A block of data
□ □ □

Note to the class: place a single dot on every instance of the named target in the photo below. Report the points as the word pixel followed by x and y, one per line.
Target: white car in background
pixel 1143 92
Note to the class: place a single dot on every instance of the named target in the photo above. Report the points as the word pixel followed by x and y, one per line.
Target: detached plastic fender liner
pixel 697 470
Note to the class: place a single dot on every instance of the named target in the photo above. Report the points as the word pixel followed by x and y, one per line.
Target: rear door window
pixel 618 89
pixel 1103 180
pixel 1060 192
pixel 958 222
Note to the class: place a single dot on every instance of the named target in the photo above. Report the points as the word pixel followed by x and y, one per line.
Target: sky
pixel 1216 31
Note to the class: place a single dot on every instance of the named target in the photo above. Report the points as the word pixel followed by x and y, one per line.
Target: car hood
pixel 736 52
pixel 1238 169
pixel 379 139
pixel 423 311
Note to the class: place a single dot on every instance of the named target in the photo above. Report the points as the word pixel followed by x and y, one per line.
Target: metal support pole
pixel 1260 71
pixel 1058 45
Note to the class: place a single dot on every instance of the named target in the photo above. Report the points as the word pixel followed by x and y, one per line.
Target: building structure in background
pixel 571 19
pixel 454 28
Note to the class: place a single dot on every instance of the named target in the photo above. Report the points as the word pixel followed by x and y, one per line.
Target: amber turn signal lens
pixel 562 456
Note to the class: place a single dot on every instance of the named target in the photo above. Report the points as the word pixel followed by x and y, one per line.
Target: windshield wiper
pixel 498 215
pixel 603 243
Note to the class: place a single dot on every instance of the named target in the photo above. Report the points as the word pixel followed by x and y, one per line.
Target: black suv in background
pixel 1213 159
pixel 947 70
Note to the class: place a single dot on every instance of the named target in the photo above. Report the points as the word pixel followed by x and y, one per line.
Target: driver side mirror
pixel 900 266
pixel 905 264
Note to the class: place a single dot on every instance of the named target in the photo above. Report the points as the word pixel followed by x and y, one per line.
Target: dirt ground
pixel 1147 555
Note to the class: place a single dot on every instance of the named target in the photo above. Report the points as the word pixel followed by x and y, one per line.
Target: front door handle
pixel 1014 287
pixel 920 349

□ □ □

> _TASK TO COMPLETE_: Update the lines above by changing every "in background" to "in the background", leaving all other text as it is.

> _WRITTEN ANSWER_:
Note to the class: place a single dot on every instance of the named target in the photo below. Report the points as the word pixel followed by x and y, one per line.
Target: white car in the background
pixel 1143 92
Note to the class: place a single dot on every instance of the named target in the photo above. Report the points as the word pixel followed by x and y, one per line.
Target: detached plastic fender liner
pixel 697 470
Note to the class: place a single dot on every instance of the named target in the photo above. Report the points as the word pixel followed by x and y, one per line.
Target: rear door window
pixel 618 89
pixel 1103 180
pixel 1060 192
pixel 958 222
Note to the class: place a single dot on every instance of the named target in the photo above. Report the points as the word pixel followed by x and y, one per line.
Target: sky
pixel 1216 31
Note to the class: place a single dot on every instance of the named target in the photo above. Report the points as the word pixel followed by x and y, one per line.
Target: car hood
pixel 736 52
pixel 1238 169
pixel 379 139
pixel 423 311
Note to the class: place a single dot on every instance of the named target in the photo above. Report the points as the word pixel followed by x and y, one per line.
Target: metal support pole
pixel 1260 71
pixel 1058 45
Note to the class: place a single dot on every instance of the named target in the photo above. Report the points as the word pixel followed by x and y, one per line.
Target: building structure in the background
pixel 571 19
pixel 454 28
Note to the class: place a single dot on every instance of the named target in the photo above. Report the points as the word pixel followed by x and y, one per line.
Target: amber turn signal lens
pixel 562 456
Note to the class: place a single dot on every instance of the named target in the photo above. Report the points as the word pixel followed by x and y, one per line.
Target: windshield wiper
pixel 498 215
pixel 603 243
Note to the class: place a single dot on every instance of the named target in the photo above. Report the points as the word pixel followed by x and y, one per line.
Target: black suv in the background
pixel 1213 159
pixel 947 70
Note to the class: place a single dot on every instance of the named target in the photo above. Report the points as the word pixel followed by x and y, one per line.
Target: driver side mirror
pixel 900 266
pixel 905 264
Note to the class: place a single dot on every instance of the named target in the photo above. Report the points as the word pixel followed by x and y, one per line.
Target: dirt ground
pixel 1147 555
Note to the class: place a single dot on every instance of the named target in the photo above. Report the points as the word pixel followed by x and y, one per line.
Target: front door handle
pixel 1014 287
pixel 920 349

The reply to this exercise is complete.